Records shown
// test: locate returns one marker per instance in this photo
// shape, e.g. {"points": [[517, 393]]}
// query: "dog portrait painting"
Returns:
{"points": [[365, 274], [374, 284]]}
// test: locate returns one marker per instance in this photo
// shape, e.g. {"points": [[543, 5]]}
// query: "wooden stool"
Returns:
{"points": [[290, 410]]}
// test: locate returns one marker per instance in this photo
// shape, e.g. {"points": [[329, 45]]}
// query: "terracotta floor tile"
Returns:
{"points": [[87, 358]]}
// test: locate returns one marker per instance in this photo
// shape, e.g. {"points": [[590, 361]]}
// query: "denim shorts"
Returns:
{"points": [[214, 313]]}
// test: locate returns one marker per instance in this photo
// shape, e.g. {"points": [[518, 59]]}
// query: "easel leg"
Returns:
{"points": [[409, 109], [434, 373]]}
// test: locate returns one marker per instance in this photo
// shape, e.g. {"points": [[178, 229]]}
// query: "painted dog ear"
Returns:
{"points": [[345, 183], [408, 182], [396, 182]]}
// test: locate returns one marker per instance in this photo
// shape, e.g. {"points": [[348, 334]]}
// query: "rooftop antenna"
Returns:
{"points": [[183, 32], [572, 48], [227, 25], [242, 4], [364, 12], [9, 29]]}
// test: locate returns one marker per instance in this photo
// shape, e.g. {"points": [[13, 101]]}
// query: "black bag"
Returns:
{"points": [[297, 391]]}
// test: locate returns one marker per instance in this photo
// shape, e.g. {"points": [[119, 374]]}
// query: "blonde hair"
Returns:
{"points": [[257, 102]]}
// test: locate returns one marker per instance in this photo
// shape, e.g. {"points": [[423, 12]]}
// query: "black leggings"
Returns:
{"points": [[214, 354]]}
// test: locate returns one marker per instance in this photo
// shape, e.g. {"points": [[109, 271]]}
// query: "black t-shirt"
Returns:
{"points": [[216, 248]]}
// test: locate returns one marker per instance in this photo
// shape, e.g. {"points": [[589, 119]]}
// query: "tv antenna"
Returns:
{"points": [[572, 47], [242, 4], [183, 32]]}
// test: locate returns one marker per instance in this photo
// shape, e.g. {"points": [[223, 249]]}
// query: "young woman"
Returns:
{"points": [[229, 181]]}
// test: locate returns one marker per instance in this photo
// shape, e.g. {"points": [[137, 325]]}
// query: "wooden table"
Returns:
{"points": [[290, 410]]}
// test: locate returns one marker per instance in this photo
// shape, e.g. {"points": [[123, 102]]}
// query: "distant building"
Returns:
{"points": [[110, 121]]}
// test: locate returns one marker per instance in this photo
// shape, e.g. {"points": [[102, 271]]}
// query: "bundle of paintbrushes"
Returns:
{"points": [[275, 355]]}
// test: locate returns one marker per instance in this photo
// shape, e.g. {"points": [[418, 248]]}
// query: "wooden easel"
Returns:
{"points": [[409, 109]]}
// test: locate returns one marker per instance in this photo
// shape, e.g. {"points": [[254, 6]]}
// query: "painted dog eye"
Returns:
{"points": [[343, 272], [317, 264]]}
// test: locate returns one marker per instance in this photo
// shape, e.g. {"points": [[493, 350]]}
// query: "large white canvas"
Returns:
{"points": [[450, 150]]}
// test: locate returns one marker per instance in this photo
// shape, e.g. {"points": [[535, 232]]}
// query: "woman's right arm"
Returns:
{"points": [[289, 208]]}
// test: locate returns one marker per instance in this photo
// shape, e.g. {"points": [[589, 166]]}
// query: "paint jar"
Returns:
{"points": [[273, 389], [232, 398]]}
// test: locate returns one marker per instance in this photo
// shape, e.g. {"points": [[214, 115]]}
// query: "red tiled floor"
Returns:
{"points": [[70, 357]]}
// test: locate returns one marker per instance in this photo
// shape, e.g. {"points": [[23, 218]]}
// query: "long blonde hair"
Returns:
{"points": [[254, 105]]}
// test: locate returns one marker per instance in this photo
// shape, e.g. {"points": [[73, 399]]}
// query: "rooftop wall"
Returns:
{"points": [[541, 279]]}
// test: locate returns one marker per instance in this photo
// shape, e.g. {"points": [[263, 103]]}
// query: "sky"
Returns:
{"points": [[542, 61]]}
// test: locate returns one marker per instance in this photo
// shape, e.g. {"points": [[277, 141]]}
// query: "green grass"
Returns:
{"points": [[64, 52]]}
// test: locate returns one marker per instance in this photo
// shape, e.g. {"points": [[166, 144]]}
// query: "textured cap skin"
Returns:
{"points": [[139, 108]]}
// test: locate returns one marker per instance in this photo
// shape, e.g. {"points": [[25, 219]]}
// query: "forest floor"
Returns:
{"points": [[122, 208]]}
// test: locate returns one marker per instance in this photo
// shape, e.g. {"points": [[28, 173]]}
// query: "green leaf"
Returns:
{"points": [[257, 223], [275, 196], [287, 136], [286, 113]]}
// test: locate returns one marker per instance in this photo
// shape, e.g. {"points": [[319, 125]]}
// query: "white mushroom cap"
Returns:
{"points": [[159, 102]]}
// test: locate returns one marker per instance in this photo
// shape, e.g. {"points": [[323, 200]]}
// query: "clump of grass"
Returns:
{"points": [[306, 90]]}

Task to complete
How many lines in the records above contain the string "rooftop", with case counting? Reply with the number alone.

Solution to this exercise
2